• _TASK OBJECTIVE_:
Excluding pictures, what does the listing below contain from the line with "# each result a point per instance, shaped like [(484, 348)]" up to and including the line with "Query: black trousers", word for word?

══ EXCERPTED RECORDS ══

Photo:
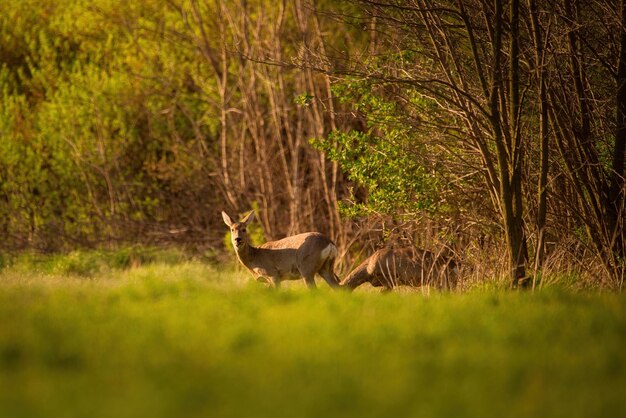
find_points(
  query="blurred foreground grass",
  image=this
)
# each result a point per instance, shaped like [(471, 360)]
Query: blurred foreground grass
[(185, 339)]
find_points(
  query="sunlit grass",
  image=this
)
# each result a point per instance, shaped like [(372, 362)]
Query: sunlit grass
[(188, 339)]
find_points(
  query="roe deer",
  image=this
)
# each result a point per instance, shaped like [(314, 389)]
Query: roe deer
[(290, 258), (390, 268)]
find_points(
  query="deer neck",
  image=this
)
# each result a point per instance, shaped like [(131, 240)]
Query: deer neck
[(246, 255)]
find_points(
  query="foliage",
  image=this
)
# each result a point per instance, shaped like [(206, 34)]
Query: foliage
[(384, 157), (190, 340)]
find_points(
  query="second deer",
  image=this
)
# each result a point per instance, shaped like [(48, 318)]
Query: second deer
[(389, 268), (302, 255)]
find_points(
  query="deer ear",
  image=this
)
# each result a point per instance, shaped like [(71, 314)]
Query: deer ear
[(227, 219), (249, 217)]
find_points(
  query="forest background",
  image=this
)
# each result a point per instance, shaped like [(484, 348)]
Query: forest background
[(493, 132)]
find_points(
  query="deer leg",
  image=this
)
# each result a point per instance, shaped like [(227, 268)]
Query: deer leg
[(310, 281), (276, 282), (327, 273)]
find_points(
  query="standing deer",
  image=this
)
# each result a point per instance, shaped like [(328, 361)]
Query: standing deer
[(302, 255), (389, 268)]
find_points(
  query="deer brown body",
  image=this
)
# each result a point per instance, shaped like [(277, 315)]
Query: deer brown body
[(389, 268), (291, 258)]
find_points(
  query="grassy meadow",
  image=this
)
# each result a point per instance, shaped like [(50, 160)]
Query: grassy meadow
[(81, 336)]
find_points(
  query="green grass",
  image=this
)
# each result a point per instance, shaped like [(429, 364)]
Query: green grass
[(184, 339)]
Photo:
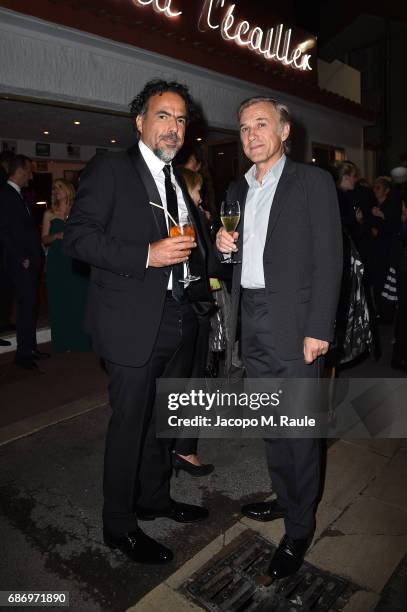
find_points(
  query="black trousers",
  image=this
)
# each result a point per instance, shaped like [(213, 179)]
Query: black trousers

═══
══ EXCERPTED RECORDS ══

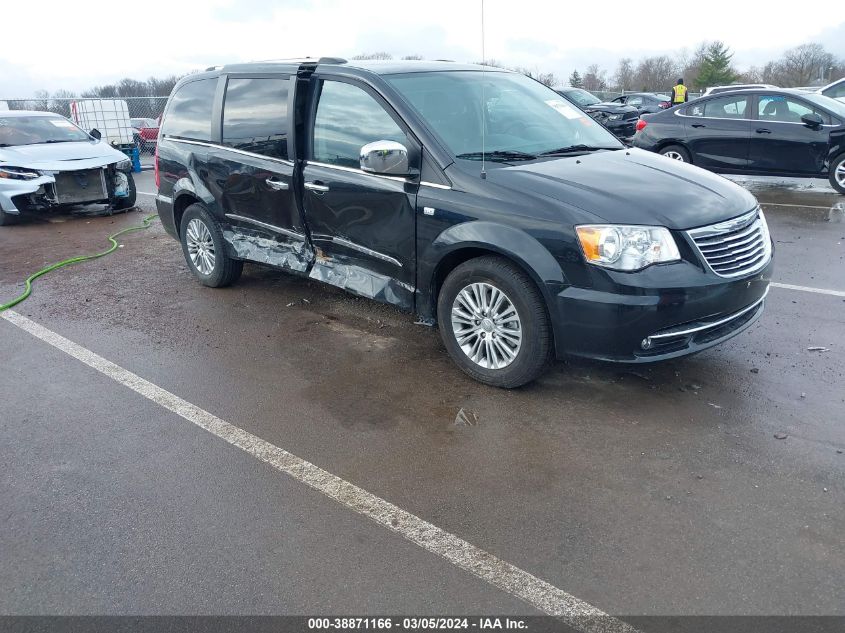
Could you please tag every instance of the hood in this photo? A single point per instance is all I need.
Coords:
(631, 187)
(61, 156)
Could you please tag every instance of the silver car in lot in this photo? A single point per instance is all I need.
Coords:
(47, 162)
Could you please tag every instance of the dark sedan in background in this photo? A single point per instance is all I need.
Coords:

═══

• _TASK SOLUTION_:
# each result a point per instance, shaped like [(484, 348)]
Query: forest background
[(493, 132)]
find_points(
  query="deer leg",
  image=this
)
# each result a point per instance, shaped like [(227, 268)]
Query: deer leg
[(310, 281), (276, 282), (327, 273)]
find_points(
  query="standing deer",
  image=this
)
# each result a point per instance, shaped like [(328, 361)]
Query: standing deer
[(302, 255), (389, 268)]
find_points(
  query="deer brown body",
  image=this
)
# each result a point per instance, shaped like [(277, 315)]
Query: deer brown body
[(389, 268), (291, 258)]
find_points(
  query="grassy meadow",
  image=this
)
# each result a point per instance, shaped like [(50, 160)]
Query: grassy meadow
[(81, 336)]
find_points(
  query="green grass",
  image=this
)
# each result a point per instance, shaped like [(429, 364)]
Query: green grass
[(184, 339)]
Photo:
find_points(
  query="black trousers",
  image=this
)
# each result a point per instance, shaped like [(213, 179)]
Query: black trousers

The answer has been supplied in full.